No mesmo ano, Wiesenthal publicou seu livro de memórias, Os assassinos entre nós. Durante o lançamento do livro nos EUA, declarou ter descoberto, após nove anos de pesquisa, Hermine Braunsteiner, casada Ryan, que vivia como uma tranqüila dona de casa em Queens, Nova York. Ela fora responsável pela morte de centenas de crianças em Maidanek. Ela também foi extraditada, julgada e condenada à prisão perpétua na Alemanha Ocidental, em 1973.

O Centro de Documentação em Viena é um pequeno escritório de três salas em que trabalham Wiesenthal e sua equipe de três secretárias. Ele não persegue diretamente os criminosos: sua tarefa é coletar e analisar as informações, com a ajuda de uma vasta rede informal de amigos, colegas, simpatizantes – espalhados pelo mundo – e até de veteranos alemães da Segunda Guerra, horrorizados com o que testemunharam, e ex-nazistas que guardam rancor contra seus companheiros. Uma seção especial documenta as atividades de grupos de extrema direita e neonazistas. Wiesenthal recolhe todos os documentos, registros e depoimentos pertinentes. Com a percepção aguda de um arquiteto e a profundidade de um talmudista, com um talento brilhante para o raciocínio investigativo, junta as peças mais obscuras, incompletas, aparentemente irrelevantes ou sem nexo, e constitui casos com embasamento suficiente para serem sustentados em um tribunal. Os dossiês são entregues às autoridades competentes. Caso, como freqüentemente acontece, estas não tomem as providências necessárias, Wiesenthal recorre à mídia, porque conhece bem a força da propaganda e da opinião pública.

Ainda há muito a ser feito. Além dos casos de criminosos ainda vivos e que nunca foram julgados, há que se manter viva a memória da dimensão do Holocausto nazista entre as autoridades e o público. Para encerrar seu livro de memórias, Wiesenthal cita as palavras de um oficial da SS, em 1944: “Você dirá a verdade aos americanos ... Sabe o que vai acontecer? Não vão acreditar em você. Dirão que é louco... Como alguém poderá acreditar nesses terríveis acontecimentos sem tê-los vivido?”

* Instrução 1
Reproduza o trecho sobre Wiesenthal de "No mesmo ano, Wiesenthal" a "Ocidental, em 1973.", sem alterar uma só palavra.
* Instrução 2
No trecho sobre Wiesenthal, por que ele recorre à mídia quando as autoridades competentes não tomam as providências necessárias?

* Dados fornecidos
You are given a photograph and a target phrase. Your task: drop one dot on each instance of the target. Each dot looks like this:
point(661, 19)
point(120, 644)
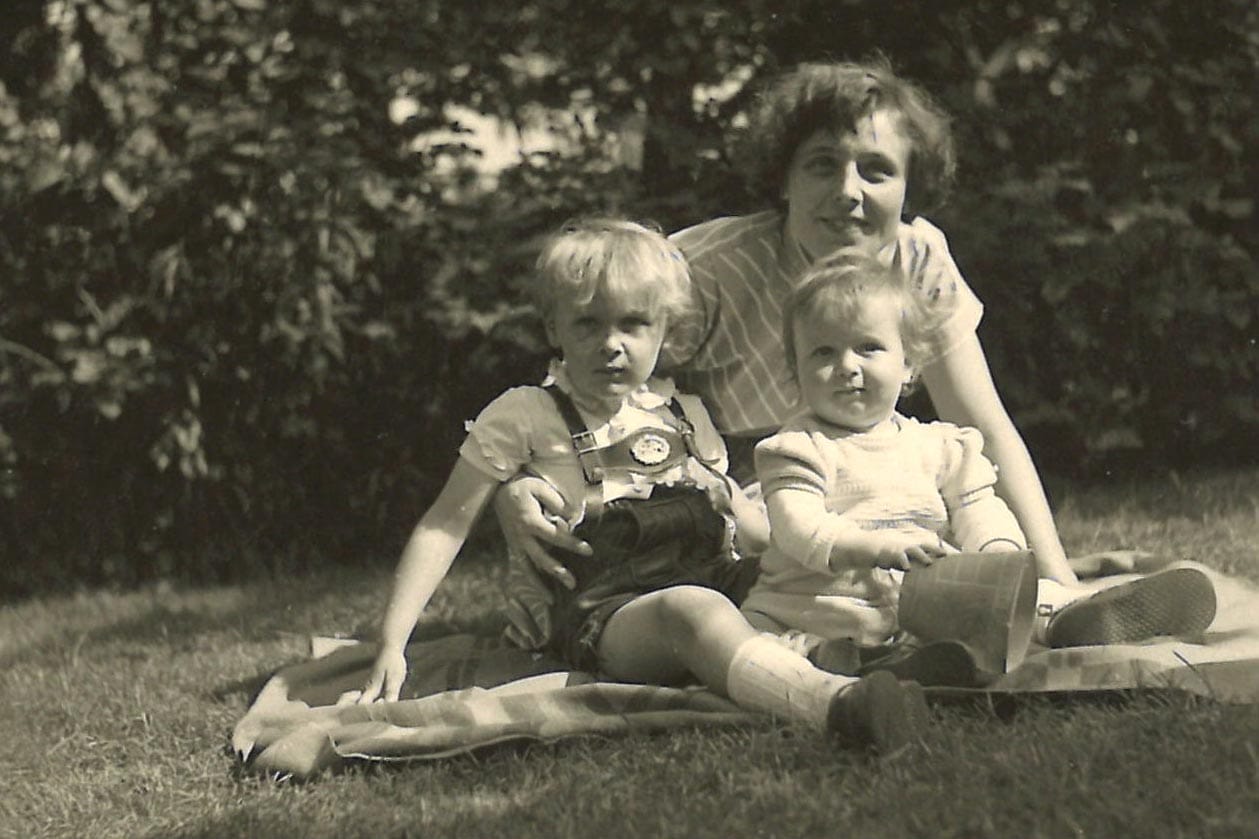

* Resposta completa 1
No mesmo ano, Wiesenthal publicou seu livro de memórias, Os assassinos entre nós. Durante o lançamento do livro nos EUA, declarou ter descoberto, após nove anos de pesquisa, Hermine Braunsteiner, casada Ryan, que vivia como uma tranqüila dona de casa em Queens, Nova York. Ela fora responsável pela morte de centenas de crianças em Maidanek. Ela também foi extraditada, julgada e condenada à prisão perpétua na Alemanha Ocidental, em 1973.

* Resposta completa 2
Porque ele conhece bem a força da propaganda e da opinião pública.